» PROVIDED TEXT:
━━━━━━━━━━━━━━━━━━━━
- When stopped for a train, count the cars with your child.
- Share with your child your best moment of the day and have him do the same.
- Use potty training to explain how the body processes food.
- Look for shapes in clouds.
- Provide opportunities for your child to help with real work around the house. More
Doing real, purposeful work develops a child’s a sense of self-esteem, self-worth, self-confidence, and independence. They also learn life-long practical living skills.
Simple jobs such as dusting can begin as soon as the child is walking and shows an interest.
Set a family expectation of always trying your best, and accept the job your child has done—don’t criticize the completed task. It takes time to learn a new skill, and mistakes are how we all learn.
Provide child-size broom, mop, bucket, cleaning and dusting cloths, etc. and let him clean along with you.
Provide a stool at the kitchen sink to help wash or dry dishes.
Teach him to use a peeler to help peel carrots or potatoes for dinner.
Provide child-size utensils, pitchers, bowls, etc. for helping to make sandwiches for lunch, cut and tear vegetables for salad, make his own snack, pour his own milk and juice, etc.
Let him help sort laundry by color or type, put the clothes in the washer, and pour in the detergent.
Teach him how to help fold the laundry taken from the dryer.
Provide a small basket for him to transport his folded laundry to his room and put it away.
━━━━━━━━━━━━━━━━━━━━
» INFORMATION GIVEN:
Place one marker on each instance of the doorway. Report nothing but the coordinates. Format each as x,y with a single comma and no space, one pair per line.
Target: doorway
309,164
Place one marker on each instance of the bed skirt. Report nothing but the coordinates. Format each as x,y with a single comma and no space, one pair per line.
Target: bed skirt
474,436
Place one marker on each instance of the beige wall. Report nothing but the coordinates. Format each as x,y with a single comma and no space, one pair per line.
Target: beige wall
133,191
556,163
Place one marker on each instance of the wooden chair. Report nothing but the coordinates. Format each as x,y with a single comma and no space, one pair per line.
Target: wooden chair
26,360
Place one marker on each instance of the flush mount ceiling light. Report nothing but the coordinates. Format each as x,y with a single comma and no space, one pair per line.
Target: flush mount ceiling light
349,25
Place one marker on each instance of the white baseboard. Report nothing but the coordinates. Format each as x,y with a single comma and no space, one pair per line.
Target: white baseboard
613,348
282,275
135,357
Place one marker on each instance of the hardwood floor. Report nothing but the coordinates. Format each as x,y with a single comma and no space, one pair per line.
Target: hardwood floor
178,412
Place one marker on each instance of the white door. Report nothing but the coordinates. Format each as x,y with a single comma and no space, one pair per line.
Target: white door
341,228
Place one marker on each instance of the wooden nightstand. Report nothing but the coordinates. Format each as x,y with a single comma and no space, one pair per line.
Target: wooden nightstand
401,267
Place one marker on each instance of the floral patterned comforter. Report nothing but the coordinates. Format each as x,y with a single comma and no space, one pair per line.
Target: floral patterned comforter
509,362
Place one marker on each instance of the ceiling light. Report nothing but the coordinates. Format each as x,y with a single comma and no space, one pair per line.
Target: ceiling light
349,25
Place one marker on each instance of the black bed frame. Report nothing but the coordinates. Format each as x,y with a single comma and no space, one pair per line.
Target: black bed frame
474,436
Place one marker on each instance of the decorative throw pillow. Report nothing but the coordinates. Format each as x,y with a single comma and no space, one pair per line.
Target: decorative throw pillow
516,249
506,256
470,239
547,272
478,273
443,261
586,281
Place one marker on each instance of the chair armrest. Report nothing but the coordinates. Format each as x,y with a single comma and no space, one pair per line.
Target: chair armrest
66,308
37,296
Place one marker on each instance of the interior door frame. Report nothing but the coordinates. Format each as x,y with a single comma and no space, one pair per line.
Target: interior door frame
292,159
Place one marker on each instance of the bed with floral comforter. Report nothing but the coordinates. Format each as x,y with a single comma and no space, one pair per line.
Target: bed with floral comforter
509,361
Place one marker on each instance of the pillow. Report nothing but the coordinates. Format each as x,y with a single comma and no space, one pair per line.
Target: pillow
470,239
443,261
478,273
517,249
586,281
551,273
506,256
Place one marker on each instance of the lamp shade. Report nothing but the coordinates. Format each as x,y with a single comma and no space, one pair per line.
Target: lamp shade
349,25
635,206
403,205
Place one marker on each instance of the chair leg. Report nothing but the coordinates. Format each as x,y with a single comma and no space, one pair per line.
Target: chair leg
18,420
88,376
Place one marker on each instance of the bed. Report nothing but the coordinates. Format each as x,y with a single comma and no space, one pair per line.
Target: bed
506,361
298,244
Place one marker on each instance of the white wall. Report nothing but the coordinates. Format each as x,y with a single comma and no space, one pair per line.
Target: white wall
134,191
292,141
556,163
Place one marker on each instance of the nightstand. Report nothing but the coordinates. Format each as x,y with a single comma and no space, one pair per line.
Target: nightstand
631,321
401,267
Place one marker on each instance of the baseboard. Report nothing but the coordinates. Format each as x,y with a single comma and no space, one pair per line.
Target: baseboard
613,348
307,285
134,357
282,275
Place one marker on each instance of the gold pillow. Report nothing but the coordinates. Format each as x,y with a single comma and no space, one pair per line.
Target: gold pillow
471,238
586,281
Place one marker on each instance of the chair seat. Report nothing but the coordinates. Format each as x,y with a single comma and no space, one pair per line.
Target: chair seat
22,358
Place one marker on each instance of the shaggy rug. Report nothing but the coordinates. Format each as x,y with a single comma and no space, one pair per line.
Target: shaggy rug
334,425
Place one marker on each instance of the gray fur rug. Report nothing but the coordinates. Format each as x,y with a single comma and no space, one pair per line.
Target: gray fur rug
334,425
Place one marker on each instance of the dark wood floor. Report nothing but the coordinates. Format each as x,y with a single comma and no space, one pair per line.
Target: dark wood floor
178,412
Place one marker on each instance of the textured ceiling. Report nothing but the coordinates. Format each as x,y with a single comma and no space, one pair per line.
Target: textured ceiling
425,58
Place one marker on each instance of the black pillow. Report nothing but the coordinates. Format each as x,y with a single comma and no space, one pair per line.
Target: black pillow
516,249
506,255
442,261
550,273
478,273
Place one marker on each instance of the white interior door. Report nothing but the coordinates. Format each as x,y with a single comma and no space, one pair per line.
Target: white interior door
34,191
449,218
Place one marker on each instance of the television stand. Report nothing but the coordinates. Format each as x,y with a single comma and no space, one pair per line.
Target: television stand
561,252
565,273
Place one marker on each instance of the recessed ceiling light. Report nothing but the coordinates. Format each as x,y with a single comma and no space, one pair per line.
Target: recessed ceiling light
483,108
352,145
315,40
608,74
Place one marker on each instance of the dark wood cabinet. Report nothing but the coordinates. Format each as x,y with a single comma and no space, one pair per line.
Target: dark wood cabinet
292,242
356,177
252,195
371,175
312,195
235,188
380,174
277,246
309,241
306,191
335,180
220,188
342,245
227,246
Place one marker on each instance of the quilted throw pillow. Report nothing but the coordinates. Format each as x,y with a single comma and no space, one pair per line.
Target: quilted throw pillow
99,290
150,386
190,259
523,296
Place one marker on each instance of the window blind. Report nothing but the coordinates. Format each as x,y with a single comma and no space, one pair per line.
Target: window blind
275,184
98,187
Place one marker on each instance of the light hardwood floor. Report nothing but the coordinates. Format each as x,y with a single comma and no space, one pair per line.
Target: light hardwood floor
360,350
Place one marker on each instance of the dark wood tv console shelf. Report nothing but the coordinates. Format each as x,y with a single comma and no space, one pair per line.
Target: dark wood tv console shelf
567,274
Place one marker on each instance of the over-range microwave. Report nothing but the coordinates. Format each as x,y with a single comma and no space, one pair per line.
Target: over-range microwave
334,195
━━━━━━━━━━━━━━━━━━━━
» EXERCISE: Continue the parenting tips, picking up after the last line about the small laundry basket.

» EXERCISE ANSWER:
- Play balance games like standing or hopping on one foot and stepping on pillows to avoid the hot lava."
- Point out constellations in the night sky.
- Teach your child how to do a summersault and a cartwheel.
- Be fair and consistent with discipline so that your child establishes a good sense of right and wrong. More
Discipline is not about punishments, rewards, or bribes — it’s about learning.
The American Academy of Pediatrics, along with most other child psychologists and early childhood development experts, promote the following information about effective discipline.
Discipline is never appropriate for babies under 12 months old. They cannot control their actions and cannot remember that a previous action was unsafe or inappropriate. Instead, redirect their attention.
Babies and young children do not misbehave intentionally. They “misbehave” because they are trying to learn from all experiences.
Try not to say “don’t touch” because babies learn by touching things and putting them in their mouths. Instead say “We don’t eat leaves” while gently pulling the hand away from the mouth gets the message across without confusion.
Never yell or slap his hands. He will not understand why you are hurting him for trying to learn.
Try not to say “no” too much with a baby. Overusing “no” will blunt its effect in the long run. Save it for more serious situations where he is exposed to danger such as playing around an electrical cord. Then say “no” firmly and remove him from the situation.
Have realistic expectations for your child’s behavior based upon his age and understanding. Too many rules will confuse and frustrate him.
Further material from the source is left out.